BEGIN
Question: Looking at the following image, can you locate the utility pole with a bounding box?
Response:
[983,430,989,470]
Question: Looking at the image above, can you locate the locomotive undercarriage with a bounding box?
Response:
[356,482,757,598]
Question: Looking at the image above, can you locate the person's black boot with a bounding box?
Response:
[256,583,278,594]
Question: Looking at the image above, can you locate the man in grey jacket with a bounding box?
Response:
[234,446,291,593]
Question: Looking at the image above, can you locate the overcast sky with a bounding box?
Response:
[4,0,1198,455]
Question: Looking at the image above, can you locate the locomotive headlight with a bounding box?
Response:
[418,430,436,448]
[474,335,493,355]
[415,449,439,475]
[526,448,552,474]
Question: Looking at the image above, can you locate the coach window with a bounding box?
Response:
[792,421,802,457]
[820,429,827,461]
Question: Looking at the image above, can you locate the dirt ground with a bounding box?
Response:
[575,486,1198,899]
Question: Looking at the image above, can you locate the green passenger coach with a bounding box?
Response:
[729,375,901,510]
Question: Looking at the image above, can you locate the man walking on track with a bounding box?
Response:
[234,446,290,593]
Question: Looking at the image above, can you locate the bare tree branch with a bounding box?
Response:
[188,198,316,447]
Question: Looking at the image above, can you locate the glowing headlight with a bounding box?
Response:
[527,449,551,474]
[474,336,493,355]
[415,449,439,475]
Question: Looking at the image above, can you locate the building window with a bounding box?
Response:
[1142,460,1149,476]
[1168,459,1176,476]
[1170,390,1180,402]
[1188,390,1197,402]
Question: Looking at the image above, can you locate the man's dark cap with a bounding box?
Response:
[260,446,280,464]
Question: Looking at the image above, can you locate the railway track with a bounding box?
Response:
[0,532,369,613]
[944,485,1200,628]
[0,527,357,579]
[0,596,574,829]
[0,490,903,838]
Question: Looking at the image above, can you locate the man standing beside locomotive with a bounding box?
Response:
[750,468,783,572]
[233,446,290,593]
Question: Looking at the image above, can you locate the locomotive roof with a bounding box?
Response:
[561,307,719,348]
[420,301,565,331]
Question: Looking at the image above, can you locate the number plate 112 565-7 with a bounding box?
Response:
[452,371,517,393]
END
Problem details:
Reply with the number of lines in the preceding entries that contain "window", and no other words.

Result of the task:
2